Listed records ->
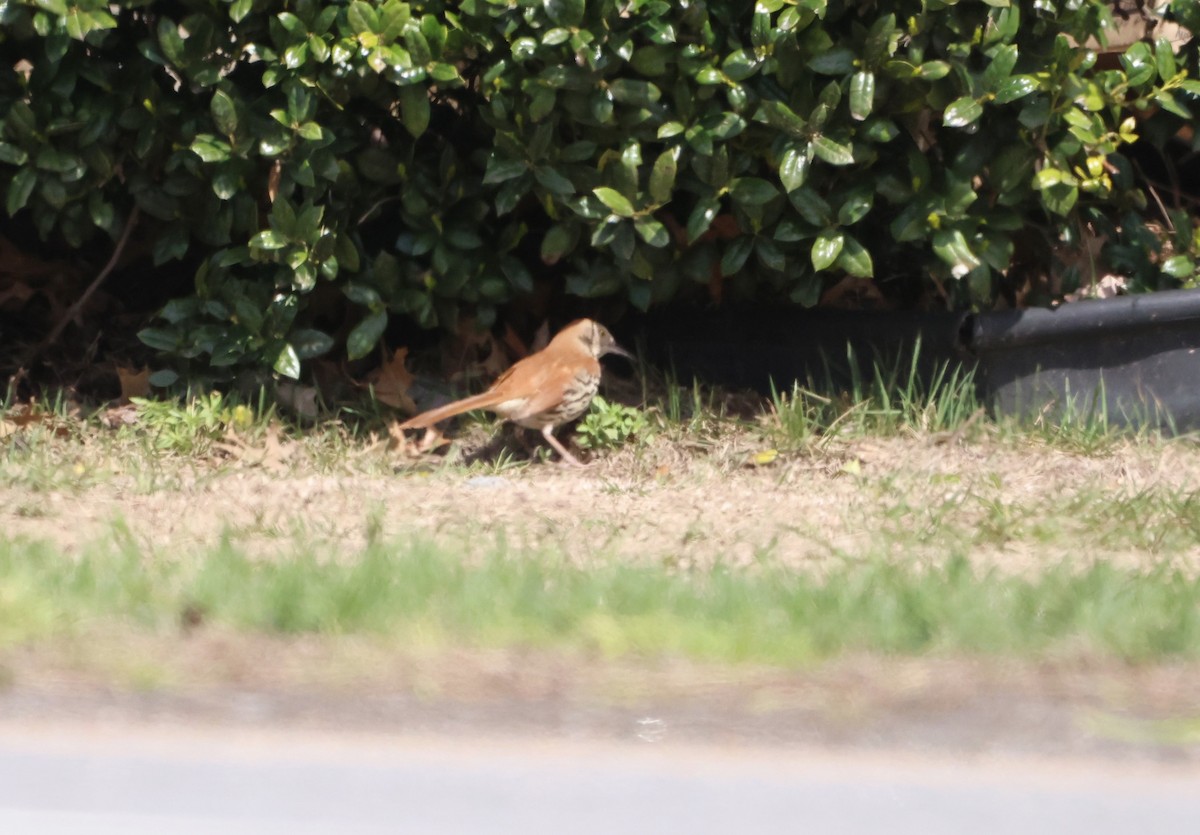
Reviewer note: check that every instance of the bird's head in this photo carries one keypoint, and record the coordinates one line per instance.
(594, 337)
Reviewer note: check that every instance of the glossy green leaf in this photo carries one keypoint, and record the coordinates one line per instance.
(736, 254)
(1139, 64)
(414, 109)
(961, 112)
(663, 176)
(702, 217)
(19, 188)
(501, 169)
(1164, 59)
(753, 191)
(652, 232)
(813, 208)
(793, 168)
(366, 335)
(225, 113)
(827, 247)
(862, 95)
(856, 205)
(855, 259)
(934, 71)
(633, 91)
(833, 152)
(1018, 86)
(287, 362)
(616, 202)
(553, 180)
(565, 12)
(210, 149)
(837, 61)
(1003, 59)
(781, 116)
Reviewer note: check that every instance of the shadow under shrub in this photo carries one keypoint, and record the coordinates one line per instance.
(328, 168)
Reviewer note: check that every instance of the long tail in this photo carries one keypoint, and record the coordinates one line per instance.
(432, 416)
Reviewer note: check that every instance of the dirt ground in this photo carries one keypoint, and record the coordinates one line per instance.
(909, 498)
(916, 497)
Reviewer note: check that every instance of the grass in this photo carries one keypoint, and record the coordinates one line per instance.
(417, 593)
(909, 584)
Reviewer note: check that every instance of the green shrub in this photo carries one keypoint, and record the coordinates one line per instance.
(424, 157)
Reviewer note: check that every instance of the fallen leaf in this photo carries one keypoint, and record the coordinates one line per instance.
(475, 353)
(300, 400)
(120, 415)
(273, 452)
(391, 380)
(402, 443)
(763, 457)
(135, 383)
(853, 294)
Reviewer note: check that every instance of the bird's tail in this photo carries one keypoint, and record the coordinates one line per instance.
(432, 416)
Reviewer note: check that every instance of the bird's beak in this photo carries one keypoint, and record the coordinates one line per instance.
(621, 352)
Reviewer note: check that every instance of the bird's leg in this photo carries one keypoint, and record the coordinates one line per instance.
(547, 433)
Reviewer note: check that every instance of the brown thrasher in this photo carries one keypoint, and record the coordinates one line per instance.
(544, 390)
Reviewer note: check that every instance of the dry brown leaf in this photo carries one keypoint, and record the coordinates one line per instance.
(271, 454)
(391, 382)
(28, 414)
(120, 415)
(473, 353)
(135, 383)
(853, 293)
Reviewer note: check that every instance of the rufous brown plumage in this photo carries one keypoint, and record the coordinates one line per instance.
(544, 390)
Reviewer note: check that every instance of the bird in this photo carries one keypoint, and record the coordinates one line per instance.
(544, 390)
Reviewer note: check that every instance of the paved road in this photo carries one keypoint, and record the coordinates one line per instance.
(78, 780)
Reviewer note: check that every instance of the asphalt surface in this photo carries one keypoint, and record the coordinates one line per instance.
(58, 780)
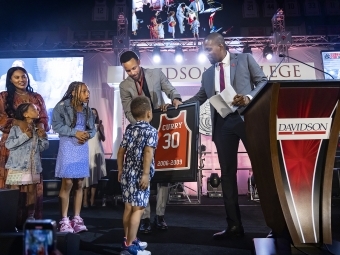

Short problem -> Quote every line of the records above word for word, leaving out the pictures.

Answer to the exercise ->
Reviewer note: check that every instance of the bird's head in this photo carries one keypoint, and record the coordinates one line per instance.
(594, 337)
Reviewer note: check that every instance of the glossy green leaf in this photo carries one keypoint, and record the coordinates one line per instance.
(736, 254)
(1139, 64)
(414, 109)
(961, 112)
(663, 176)
(702, 217)
(19, 188)
(501, 169)
(1164, 59)
(753, 191)
(652, 232)
(813, 208)
(793, 168)
(366, 335)
(225, 113)
(827, 247)
(862, 95)
(856, 205)
(855, 259)
(934, 71)
(633, 91)
(833, 152)
(1018, 86)
(287, 362)
(616, 202)
(553, 180)
(565, 12)
(210, 149)
(837, 61)
(1003, 59)
(781, 116)
Reviewer note: check that every instance of the shadow under shrub in this photo carries one keypoint, and record the coordinates one line per instance.
(328, 168)
Reviewer note: check that every instance of the long tail in this photo carries one keypoint, and record the coordinates one line per instance.
(432, 416)
Reviewer note: check that every instance of the dirt ground in this photo carries one keypoint, and record the coordinates one line per instance.
(909, 498)
(916, 497)
Reviewer note: check that every instance of the grass in this photo carries one keypoint, and record the coordinates one line per instance.
(417, 593)
(909, 584)
Reviewer note: check that every instance of the green shrub in this photo carries one keypoint, and record the coordinates one line per instance.
(424, 157)
Reviewer note: check that every instance of the fallen leaf in this photo carries one keypoint, and record the coordinates one line per instance.
(475, 353)
(300, 400)
(120, 415)
(273, 452)
(391, 380)
(402, 443)
(763, 457)
(135, 383)
(853, 294)
Reviewer note: check that every instance of the bird's tail in this photo carries one keypoint, and record the coordinates one line per instance.
(432, 416)
Reviewer note: check that every instance of the bird's beak in this photo carries one keypoint, and record the coordinates one line per instance.
(621, 352)
Reviewer note: check that every instance of the bird's leg in this photo carries one keypoint, and record the coordinates one line per instance.
(547, 433)
Reviewer note: check that every instance of the brown thrasher in this photo carries one keypoint, and record the coordinates one line per instance.
(544, 390)
Reviewer note: check that every instance of the dry brown leaf in this photo carries one keypoint, and record the coordinates one line per instance.
(271, 454)
(391, 382)
(28, 414)
(120, 415)
(473, 353)
(135, 383)
(853, 293)
Reviewer note: check that every instance of the rufous brown plumage in this photo carries one keypoint, and record the coordinates one line per instance.
(544, 390)
Reviewer note: check that every instance of the bird in this photo carries one keypoint, and record the coordinates one line per instance.
(544, 390)
Reviewer note: check that every instance of the paved road in this photo carries one keypoint, and record the coordinates one line per instance.
(78, 780)
Reviewer note: check that every instance of the asphalt surface in this photo carries one keypoint, and record the coordinates one line per instance.
(58, 780)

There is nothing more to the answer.